Start of Block

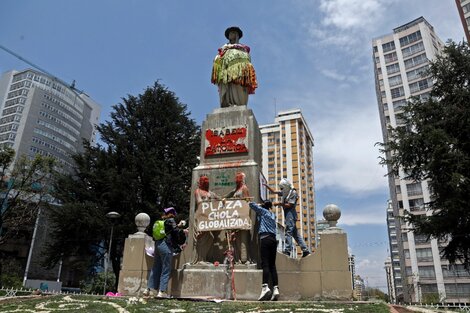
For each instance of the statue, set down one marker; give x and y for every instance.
(242, 237)
(204, 241)
(233, 72)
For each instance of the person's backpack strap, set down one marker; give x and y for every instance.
(158, 230)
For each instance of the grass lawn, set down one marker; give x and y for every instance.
(87, 304)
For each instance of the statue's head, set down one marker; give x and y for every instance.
(231, 33)
(285, 186)
(240, 179)
(204, 182)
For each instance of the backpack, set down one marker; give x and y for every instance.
(158, 230)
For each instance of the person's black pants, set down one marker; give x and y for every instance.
(268, 247)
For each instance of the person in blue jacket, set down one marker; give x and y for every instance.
(268, 249)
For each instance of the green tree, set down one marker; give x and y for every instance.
(150, 147)
(23, 191)
(434, 144)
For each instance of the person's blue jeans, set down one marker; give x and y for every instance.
(291, 232)
(161, 270)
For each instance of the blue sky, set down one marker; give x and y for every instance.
(314, 55)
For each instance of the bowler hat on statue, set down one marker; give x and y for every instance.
(234, 29)
(267, 205)
(170, 210)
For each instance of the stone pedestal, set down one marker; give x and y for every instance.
(221, 169)
(322, 275)
(136, 265)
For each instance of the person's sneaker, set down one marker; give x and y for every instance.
(265, 293)
(275, 295)
(162, 294)
(149, 292)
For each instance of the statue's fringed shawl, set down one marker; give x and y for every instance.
(233, 65)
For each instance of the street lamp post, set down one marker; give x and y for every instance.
(112, 215)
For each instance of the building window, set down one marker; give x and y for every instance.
(420, 85)
(417, 73)
(410, 38)
(420, 239)
(466, 8)
(412, 49)
(424, 255)
(393, 68)
(414, 61)
(416, 204)
(389, 46)
(397, 92)
(398, 104)
(391, 57)
(414, 189)
(395, 80)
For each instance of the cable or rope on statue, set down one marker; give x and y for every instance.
(229, 257)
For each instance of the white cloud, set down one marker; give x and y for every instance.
(362, 217)
(371, 270)
(335, 75)
(347, 14)
(344, 152)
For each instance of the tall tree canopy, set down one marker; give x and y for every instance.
(434, 143)
(23, 191)
(145, 164)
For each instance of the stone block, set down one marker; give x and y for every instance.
(248, 283)
(132, 283)
(336, 285)
(134, 257)
(334, 252)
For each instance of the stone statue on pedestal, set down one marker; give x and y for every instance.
(242, 236)
(204, 241)
(233, 72)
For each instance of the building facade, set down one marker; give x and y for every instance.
(288, 153)
(352, 267)
(39, 114)
(392, 264)
(463, 6)
(390, 281)
(401, 59)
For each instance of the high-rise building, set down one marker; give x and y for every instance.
(352, 267)
(463, 6)
(390, 281)
(39, 114)
(401, 60)
(392, 265)
(288, 153)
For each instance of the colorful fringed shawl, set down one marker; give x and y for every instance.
(233, 65)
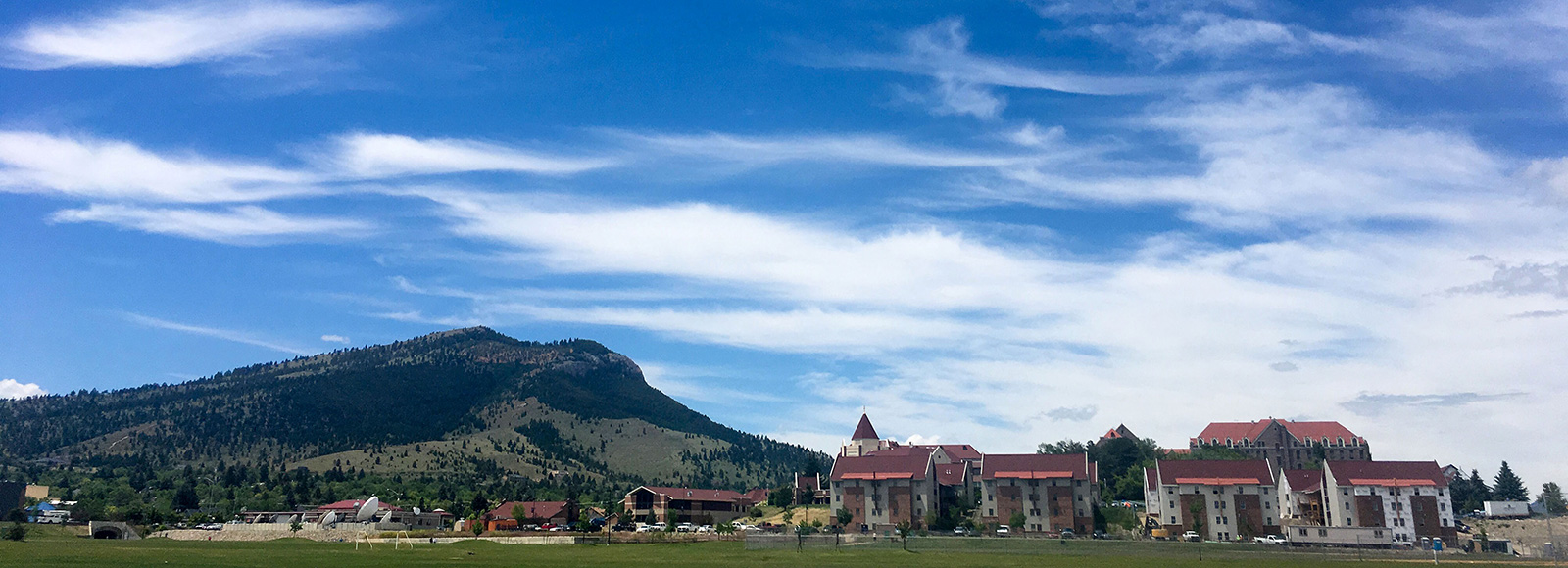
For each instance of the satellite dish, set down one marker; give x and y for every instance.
(368, 508)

End of Block

For this task, give again exactly the lines from the line with "For each instance of the building facade, set" through the end of the entries, including both ends, and omit the pictures.

# Task output
For each instance of the building facade, set down one marker; give x and y for every instance.
(288, 153)
(352, 267)
(39, 114)
(392, 264)
(463, 6)
(390, 281)
(401, 59)
For each instance of the high-rise building, set down one marker; give x and y for every instance.
(352, 267)
(463, 6)
(390, 281)
(39, 114)
(401, 60)
(392, 265)
(288, 153)
For each instance of the colorful fringed shawl, set down one marker; give x and y for every instance.
(233, 65)
For each instance of the satellite dish, set down one marker; give x and y for every instance.
(368, 508)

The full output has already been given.